**Text excerpt**
Content starts

The major mineral phases determined by bulk X-ray diffraction (XRD) are illustrated in Figure F14. Most notable is the variation in quartz concentration, which is relatively high in the deepest part of the recovered section and decreases to the lowest concentrations ~100 m below the slumped sediments of Unit VI. Above Unit VI, the quartz concentration monotonically increases to the base of Unit I, where it remains high until the top of the sediment column. Plagioclase is present in relatively high concentrations in Unit I. Calcite concentration determined by XRD analysis shows the same pattern as the lightness and coulometer-determined carbonate contents (i.e., low values in Unit I and higher concentrations in the older sediments).
The clay minerals demonstrate fairly unusual behavior, in that ~20 m below the base of Unit VI they are no longer detected by bulk XRD analysis. The clays are replaced by a single unidentified mixed layer phase that exists in the upper 120 m of Unit VII. It is unlikely that all of these clay phases are absent from the sediments, but the concentration has dropped below the detection limit for bulk XRD analysis. Dolomite was only detected in trace amounts in a few samples.

Content ends

[Records from a dataset]
Content starts

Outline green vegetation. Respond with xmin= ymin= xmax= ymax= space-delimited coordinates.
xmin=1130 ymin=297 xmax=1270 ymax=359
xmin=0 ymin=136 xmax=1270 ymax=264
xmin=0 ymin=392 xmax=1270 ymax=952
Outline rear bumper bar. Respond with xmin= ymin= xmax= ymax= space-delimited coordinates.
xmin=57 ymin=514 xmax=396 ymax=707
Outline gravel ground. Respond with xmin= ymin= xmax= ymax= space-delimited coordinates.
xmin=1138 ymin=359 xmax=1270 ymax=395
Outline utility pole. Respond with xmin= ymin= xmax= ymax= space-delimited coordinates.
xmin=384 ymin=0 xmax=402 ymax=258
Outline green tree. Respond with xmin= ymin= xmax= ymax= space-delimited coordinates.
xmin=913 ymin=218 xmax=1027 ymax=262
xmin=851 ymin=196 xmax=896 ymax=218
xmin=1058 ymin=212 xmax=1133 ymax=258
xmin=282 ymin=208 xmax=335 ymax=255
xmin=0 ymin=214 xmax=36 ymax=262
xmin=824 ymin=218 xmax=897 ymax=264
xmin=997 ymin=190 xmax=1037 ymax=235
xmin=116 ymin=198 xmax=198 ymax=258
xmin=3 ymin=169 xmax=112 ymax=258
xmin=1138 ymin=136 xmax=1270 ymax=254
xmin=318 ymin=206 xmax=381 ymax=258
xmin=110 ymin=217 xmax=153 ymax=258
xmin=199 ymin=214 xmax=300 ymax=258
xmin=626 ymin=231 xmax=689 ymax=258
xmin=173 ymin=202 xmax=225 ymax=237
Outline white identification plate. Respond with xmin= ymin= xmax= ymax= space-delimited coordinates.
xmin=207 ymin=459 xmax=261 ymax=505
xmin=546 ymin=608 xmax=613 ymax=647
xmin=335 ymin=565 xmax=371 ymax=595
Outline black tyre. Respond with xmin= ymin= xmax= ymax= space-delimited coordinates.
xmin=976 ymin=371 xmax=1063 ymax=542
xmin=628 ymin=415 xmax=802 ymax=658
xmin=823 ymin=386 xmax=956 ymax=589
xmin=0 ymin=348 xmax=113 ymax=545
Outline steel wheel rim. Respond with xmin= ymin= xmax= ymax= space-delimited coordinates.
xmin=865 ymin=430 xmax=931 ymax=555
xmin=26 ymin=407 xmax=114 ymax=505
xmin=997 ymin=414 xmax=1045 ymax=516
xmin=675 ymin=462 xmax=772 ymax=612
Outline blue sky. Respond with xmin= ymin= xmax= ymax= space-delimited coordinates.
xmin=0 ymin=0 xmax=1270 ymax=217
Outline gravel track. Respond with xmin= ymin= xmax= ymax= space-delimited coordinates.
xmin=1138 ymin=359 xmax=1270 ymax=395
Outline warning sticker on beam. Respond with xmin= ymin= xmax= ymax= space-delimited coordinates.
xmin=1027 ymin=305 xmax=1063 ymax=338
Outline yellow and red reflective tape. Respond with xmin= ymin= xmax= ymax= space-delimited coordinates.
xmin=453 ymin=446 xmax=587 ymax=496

Content ends

Rewrite everything in the mineralogy passage from "The major mineral" down to "the older sediments).", changing "Plagioclase" to "Feldspar".

The major mineral phases determined by bulk X-ray diffraction (XRD) are illustrated in Figure F14. Most notable is the variation in quartz concentration, which is relatively high in the deepest part of the recovered section and decreases to the lowest concentrations ~100 m below the slumped sediments of Unit VI. Above Unit VI, the quartz concentration monotonically increases to the base of Unit I, where it remains high until the top of the sediment column. Feldspar is present in relatively high concentrations in Unit I. Calcite concentration determined by XRD analysis shows the same pattern as the lightness and coulometer-determined carbonate contents (i.e., low values in Unit I and higher concentrations in the older sediments).